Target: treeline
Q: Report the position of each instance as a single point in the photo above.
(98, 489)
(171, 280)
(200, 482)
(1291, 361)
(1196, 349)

GOAL OF THE EXERCISE
Update the entries above by replacing "position" with "location" and leaving everything else unchanged.

THE SOLUTION
Target: treeline
Q: Report the location of each instance as a single point in the photo above.
(98, 489)
(171, 280)
(200, 482)
(1291, 361)
(1196, 349)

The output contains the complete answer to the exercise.